*** Opening of EXTRACTED TEXT ***

This year is different, and although I’m not sure I can explain why I’m compelled to talk about it anyway.
Usually at this time of the evening on December 31, I’m counting down the hours until I can sweep the old year out the door and welcome in the new year. Generally speaking, I’m an optimistic person. When a year has been a rough one, my normal state of mind is to wipe the dust of the uncooperative year off my sandals and greet the new year as a do over.
For the first time in as long as I can remember, I’m not terribly excited about saying goodbye to this year. If this year was a person, I would like to keep it as a friend. I can name lots of nice things that happened in my family, my job, and my own little home. One couple I love dearly went from being childless to celebrating their first Christmas with TWO new daughters. (This was the same family I wrote about in Finding Lost Things.) Another friend who was chronically single (like me) surprised me with a phone call about meeting “the one” in the spring, and I went to her wedding in the fall. Although I don’t believe that happiness is something that is guaranteed or something that can be counted on, I was happy this year. I was as happy as I can ever remember being.

*** Close of EXTRACTED TEXT ***
*** Opening of SOURCE INFORMATION ***

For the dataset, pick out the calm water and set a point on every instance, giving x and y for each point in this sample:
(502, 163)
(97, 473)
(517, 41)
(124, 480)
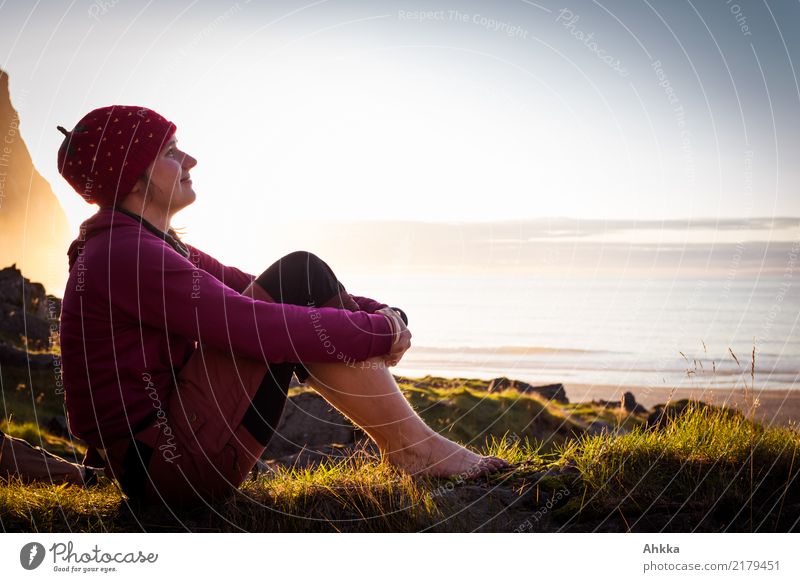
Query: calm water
(601, 331)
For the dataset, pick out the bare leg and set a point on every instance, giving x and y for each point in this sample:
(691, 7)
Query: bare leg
(367, 393)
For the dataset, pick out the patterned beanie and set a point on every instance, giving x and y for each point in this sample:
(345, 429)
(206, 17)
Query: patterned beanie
(109, 149)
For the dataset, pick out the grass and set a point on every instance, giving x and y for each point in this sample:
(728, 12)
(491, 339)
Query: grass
(704, 471)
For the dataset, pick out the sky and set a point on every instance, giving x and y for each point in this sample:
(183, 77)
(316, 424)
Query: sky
(302, 114)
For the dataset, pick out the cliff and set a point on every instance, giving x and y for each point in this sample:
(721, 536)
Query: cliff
(34, 232)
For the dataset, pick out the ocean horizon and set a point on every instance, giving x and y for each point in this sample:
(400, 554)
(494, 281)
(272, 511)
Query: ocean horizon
(631, 332)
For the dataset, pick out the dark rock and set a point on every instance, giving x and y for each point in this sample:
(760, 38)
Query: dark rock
(33, 226)
(28, 316)
(57, 425)
(11, 356)
(628, 403)
(309, 422)
(550, 391)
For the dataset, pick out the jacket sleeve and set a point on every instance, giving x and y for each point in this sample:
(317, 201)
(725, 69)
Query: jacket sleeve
(231, 276)
(158, 287)
(367, 304)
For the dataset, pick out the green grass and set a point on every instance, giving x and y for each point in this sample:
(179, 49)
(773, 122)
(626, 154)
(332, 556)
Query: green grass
(705, 471)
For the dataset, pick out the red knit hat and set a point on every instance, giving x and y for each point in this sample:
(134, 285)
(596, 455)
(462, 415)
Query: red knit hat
(109, 149)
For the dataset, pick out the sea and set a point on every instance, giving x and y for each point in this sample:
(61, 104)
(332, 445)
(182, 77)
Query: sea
(638, 332)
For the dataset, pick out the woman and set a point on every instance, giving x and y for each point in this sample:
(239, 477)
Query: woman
(176, 367)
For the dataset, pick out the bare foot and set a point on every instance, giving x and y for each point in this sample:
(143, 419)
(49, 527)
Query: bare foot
(437, 456)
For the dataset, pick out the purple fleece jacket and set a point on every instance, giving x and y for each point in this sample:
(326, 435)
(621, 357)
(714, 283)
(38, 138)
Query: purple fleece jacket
(134, 310)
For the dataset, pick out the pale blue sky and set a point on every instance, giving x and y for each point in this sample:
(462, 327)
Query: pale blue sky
(457, 111)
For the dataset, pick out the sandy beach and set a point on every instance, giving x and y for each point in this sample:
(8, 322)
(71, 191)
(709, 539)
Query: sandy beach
(780, 407)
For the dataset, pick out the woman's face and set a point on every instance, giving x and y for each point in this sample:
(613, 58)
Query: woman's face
(170, 186)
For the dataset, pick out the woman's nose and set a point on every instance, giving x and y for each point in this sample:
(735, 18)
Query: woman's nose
(189, 162)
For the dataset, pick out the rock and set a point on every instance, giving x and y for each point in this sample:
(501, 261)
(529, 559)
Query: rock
(309, 422)
(550, 392)
(57, 425)
(28, 316)
(11, 356)
(630, 404)
(34, 230)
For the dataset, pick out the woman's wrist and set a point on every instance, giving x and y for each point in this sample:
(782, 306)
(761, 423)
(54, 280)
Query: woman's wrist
(394, 327)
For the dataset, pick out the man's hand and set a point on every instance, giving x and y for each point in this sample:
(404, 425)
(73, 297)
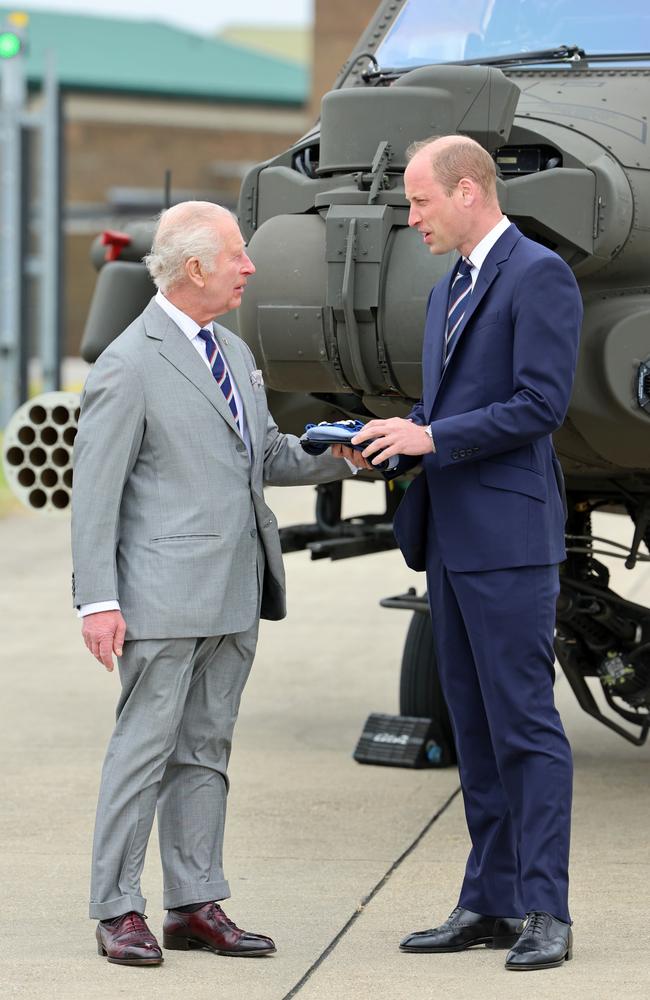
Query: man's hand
(357, 459)
(103, 634)
(394, 436)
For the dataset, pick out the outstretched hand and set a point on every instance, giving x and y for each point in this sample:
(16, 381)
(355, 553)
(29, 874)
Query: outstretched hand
(103, 634)
(394, 436)
(352, 455)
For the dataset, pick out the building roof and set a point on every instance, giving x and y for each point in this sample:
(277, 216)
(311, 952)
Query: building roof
(150, 57)
(286, 43)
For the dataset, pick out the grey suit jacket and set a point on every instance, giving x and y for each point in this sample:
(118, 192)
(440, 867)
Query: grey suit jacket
(168, 510)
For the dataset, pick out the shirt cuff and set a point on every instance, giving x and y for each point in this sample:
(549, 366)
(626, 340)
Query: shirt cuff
(93, 609)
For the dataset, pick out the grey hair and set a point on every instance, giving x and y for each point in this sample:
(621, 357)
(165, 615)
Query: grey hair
(183, 231)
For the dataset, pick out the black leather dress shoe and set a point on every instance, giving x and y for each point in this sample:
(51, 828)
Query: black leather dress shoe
(545, 943)
(464, 929)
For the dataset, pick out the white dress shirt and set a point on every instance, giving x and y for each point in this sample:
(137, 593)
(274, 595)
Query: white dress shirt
(482, 249)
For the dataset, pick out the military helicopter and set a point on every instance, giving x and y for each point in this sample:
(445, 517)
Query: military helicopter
(558, 93)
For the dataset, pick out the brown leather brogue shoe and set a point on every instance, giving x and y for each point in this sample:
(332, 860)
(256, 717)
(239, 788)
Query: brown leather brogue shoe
(128, 941)
(210, 928)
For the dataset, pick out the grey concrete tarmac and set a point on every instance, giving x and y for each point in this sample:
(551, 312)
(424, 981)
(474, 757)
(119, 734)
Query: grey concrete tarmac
(310, 833)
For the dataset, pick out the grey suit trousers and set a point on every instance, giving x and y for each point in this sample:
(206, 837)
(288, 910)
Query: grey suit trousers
(169, 751)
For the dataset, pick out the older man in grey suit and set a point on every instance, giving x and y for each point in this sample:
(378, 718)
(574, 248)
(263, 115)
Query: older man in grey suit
(176, 557)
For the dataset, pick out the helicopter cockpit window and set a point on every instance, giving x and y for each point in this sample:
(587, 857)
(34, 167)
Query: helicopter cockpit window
(429, 31)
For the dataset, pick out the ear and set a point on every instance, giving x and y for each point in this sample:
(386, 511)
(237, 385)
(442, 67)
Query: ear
(194, 271)
(467, 191)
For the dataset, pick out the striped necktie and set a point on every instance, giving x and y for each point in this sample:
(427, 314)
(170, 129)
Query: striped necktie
(461, 289)
(220, 372)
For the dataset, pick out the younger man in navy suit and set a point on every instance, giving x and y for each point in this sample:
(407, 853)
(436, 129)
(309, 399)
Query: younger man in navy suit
(485, 518)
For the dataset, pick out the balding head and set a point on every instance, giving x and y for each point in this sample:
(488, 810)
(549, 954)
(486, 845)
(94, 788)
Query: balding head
(451, 185)
(453, 157)
(190, 229)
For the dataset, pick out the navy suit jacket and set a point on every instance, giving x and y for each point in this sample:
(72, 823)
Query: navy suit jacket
(492, 493)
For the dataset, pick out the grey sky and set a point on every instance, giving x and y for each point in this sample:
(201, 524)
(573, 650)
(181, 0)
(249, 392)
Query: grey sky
(197, 15)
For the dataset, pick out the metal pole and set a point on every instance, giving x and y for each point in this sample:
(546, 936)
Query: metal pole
(50, 270)
(11, 104)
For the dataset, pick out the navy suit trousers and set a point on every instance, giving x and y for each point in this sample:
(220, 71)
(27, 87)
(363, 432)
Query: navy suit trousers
(493, 633)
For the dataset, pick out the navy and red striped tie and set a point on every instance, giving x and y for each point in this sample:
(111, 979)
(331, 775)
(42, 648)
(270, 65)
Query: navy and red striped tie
(219, 370)
(461, 289)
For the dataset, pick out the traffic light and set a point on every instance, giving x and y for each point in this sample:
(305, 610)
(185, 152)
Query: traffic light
(12, 35)
(11, 44)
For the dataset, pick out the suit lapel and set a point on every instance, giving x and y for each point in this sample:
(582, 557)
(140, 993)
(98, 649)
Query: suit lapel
(181, 353)
(487, 274)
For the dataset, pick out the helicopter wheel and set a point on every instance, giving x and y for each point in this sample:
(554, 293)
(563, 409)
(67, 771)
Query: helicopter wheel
(420, 692)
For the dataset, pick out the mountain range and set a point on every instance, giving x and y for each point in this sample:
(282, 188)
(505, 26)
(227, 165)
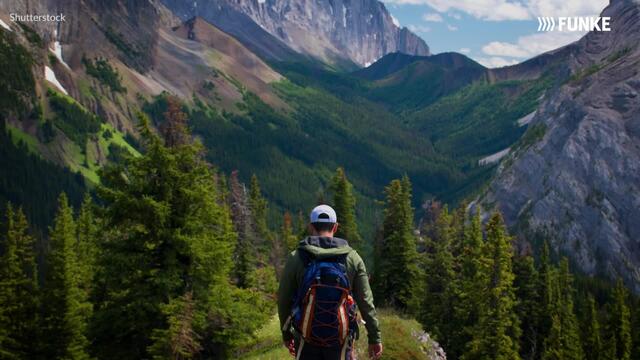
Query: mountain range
(290, 90)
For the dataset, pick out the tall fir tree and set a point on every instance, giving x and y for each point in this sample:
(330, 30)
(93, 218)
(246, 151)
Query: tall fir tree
(244, 254)
(619, 325)
(592, 342)
(86, 247)
(18, 289)
(289, 238)
(397, 274)
(470, 260)
(563, 341)
(165, 259)
(636, 329)
(528, 308)
(497, 331)
(259, 208)
(546, 284)
(344, 203)
(66, 304)
(438, 303)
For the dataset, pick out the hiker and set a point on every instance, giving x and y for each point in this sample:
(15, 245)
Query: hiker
(323, 284)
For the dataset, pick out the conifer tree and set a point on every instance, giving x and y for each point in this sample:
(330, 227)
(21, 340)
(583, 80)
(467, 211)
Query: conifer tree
(546, 283)
(497, 331)
(470, 260)
(591, 333)
(244, 256)
(65, 304)
(344, 203)
(397, 272)
(289, 239)
(528, 308)
(610, 350)
(168, 235)
(440, 290)
(18, 289)
(563, 341)
(86, 247)
(259, 207)
(619, 327)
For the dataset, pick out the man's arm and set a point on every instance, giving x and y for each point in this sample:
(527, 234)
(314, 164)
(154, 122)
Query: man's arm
(286, 290)
(364, 299)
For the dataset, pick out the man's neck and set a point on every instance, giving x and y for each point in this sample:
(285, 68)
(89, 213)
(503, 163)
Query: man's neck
(325, 234)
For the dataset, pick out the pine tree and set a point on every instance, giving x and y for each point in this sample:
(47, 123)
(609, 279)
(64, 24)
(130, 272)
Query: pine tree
(619, 328)
(397, 272)
(65, 303)
(610, 351)
(591, 333)
(636, 330)
(259, 208)
(18, 289)
(497, 332)
(440, 290)
(563, 341)
(244, 256)
(86, 247)
(174, 127)
(168, 235)
(528, 308)
(344, 203)
(546, 283)
(286, 233)
(470, 260)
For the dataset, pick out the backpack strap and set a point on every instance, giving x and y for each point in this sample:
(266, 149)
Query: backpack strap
(307, 258)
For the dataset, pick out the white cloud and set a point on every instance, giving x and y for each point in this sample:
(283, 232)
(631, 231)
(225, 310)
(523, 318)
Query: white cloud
(499, 10)
(419, 28)
(495, 61)
(396, 22)
(531, 45)
(432, 17)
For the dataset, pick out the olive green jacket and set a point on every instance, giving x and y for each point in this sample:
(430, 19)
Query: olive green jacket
(321, 247)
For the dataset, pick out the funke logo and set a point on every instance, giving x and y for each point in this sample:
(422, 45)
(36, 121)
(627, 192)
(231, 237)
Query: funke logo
(575, 23)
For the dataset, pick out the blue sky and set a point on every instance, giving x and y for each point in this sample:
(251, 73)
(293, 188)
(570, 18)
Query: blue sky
(492, 32)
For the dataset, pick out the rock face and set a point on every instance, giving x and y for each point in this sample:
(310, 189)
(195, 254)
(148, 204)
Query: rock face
(358, 31)
(577, 177)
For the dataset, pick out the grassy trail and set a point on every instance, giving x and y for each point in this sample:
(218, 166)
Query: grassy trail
(400, 337)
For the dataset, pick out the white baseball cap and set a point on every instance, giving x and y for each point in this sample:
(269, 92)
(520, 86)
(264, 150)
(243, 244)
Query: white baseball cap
(323, 213)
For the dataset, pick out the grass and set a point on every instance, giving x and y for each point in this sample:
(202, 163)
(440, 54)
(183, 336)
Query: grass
(17, 135)
(399, 338)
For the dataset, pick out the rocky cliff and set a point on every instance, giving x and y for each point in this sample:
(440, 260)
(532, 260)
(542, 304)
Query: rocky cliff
(575, 178)
(358, 31)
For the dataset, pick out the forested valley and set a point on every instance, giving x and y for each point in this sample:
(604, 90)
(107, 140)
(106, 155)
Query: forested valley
(173, 259)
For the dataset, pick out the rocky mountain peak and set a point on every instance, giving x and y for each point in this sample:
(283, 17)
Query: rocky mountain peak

*** Close of SOURCE INFORMATION ***

WORK INSTRUCTIONS:
a) List the three areas the year-end reflection names as places where nice things happened this year.
b) In the year-end reflection, transcribe the passage from "For the first" to "ever remember being.".
c) Summarize the year-end reflection in two sentences.

ANSWERS FOR EACH ITEM:
a)
- family
- job
- own little home

b)
For the first time in as long as I can remember, I’m not terribly excited about saying goodbye to this year. If this year was a person, I would like to keep it as a friend. I can name lots of nice things that happened in my family, my job, and my own little home. One couple I love dearly went from being childless to celebrating their first Christmas with TWO new daughters. (This was the same family I wrote about in Finding Lost Things.) Another friend who was chronically single (like me) surprised me with a phone call about meeting “the one” in the spring, and I went to her wedding in the fall. Although I don’t believe that happiness is something that is guaranteed or something that can be counted on, I was happy this year. I was as happy as I can ever remember being.

c) In most years the writer looks forward on December 31 to sweeping out the old year and greeting the new one as a do over, but this year the writer is not excited about saying goodbye. Many nice things happened, including a couple celebrating their first Christmas with two new daughters and a single friend meeting "the one" and marrying in the fall, and the writer describes being as happy as can ever be remembered.